→ EXERCISE INSTRUCTIONS:
Convert the lines of all the items below into one numbered list, omitting blank lines.

→ RECORDS SUPPLIED:

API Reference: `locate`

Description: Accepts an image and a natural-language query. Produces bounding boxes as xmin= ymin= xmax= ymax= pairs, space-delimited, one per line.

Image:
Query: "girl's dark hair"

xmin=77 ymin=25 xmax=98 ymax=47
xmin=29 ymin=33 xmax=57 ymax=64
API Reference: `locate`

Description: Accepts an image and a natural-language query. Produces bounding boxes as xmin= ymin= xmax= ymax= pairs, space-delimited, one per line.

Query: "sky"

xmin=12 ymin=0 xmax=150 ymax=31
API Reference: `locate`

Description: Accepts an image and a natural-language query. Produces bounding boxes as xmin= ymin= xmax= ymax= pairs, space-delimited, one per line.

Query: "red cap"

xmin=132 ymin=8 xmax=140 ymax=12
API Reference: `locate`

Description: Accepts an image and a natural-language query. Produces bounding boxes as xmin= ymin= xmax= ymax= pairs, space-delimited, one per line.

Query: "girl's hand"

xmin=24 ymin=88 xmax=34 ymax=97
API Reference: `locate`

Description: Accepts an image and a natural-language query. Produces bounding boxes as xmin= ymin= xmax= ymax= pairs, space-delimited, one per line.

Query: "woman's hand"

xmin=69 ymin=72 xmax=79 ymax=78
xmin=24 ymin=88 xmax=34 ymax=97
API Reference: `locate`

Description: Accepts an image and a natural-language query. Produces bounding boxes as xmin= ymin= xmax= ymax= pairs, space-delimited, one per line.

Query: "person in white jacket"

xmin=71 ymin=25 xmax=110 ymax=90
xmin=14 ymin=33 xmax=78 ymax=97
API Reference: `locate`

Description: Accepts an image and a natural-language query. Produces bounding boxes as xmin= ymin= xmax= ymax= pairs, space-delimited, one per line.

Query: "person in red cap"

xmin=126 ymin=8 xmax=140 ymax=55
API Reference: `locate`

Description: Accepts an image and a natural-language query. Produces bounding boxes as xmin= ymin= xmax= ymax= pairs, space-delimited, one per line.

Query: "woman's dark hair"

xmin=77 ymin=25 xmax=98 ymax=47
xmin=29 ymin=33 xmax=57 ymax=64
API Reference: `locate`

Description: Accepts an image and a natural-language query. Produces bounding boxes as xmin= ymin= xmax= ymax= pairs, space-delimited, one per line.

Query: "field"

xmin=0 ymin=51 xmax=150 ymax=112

→ EXERCISE RESPONSE:
1. API Reference: `locate`
2. Description: Accepts an image and a natural-language query. Produces bounding boxes as xmin= ymin= xmax= ymax= pairs, space-delimited, one per line.
3. Image:
4. Query: "girl's dark hair"
5. xmin=77 ymin=25 xmax=98 ymax=47
6. xmin=29 ymin=33 xmax=57 ymax=64
7. API Reference: `locate`
8. Description: Accepts an image and a natural-language query. Produces bounding boxes as xmin= ymin= xmax= ymax= pairs, space-delimited, one per line.
9. Query: "sky"
10. xmin=12 ymin=0 xmax=150 ymax=31
11. API Reference: `locate`
12. Description: Accepts an image and a natural-language query. Produces bounding boxes as xmin= ymin= xmax= ymax= pairs, space-delimited, one per line.
13. Query: "red cap"
14. xmin=132 ymin=8 xmax=140 ymax=12
15. API Reference: `locate`
16. Description: Accepts an image and a natural-language query. Produces bounding boxes as xmin= ymin= xmax= ymax= pairs, space-delimited, one per line.
17. Query: "girl's hand"
18. xmin=24 ymin=88 xmax=34 ymax=97
19. API Reference: `locate`
20. Description: Accepts an image and a natural-language query. Produces bounding boxes as xmin= ymin= xmax= ymax= pairs, space-delimited, one per line.
21. Query: "woman's hand"
22. xmin=69 ymin=72 xmax=79 ymax=78
23. xmin=24 ymin=88 xmax=34 ymax=97
24. API Reference: `locate`
25. Description: Accepts an image and a natural-language query. Produces bounding boxes as xmin= ymin= xmax= ymax= pairs, space-delimited, one per line.
26. Query: "person in white jacket"
27. xmin=71 ymin=25 xmax=110 ymax=90
28. xmin=14 ymin=33 xmax=78 ymax=97
29. API Reference: `locate`
30. Description: Accepts an image and a natural-language query. Produces bounding boxes as xmin= ymin= xmax= ymax= pairs, space-delimited, one per line.
31. Query: "person in red cap"
32. xmin=126 ymin=8 xmax=140 ymax=55
33. API Reference: `locate`
34. Description: Accepts an image and a natural-language query. Produces bounding boxes as xmin= ymin= xmax= ymax= pairs, space-delimited, one per line.
35. Query: "woman's dark hair"
36. xmin=77 ymin=25 xmax=98 ymax=47
37. xmin=29 ymin=33 xmax=57 ymax=64
38. API Reference: `locate`
39. Description: Accepts an image and a natural-language query. Produces bounding boxes as xmin= ymin= xmax= ymax= pairs, space-delimited, one per line.
40. Query: "field"
41. xmin=0 ymin=51 xmax=150 ymax=112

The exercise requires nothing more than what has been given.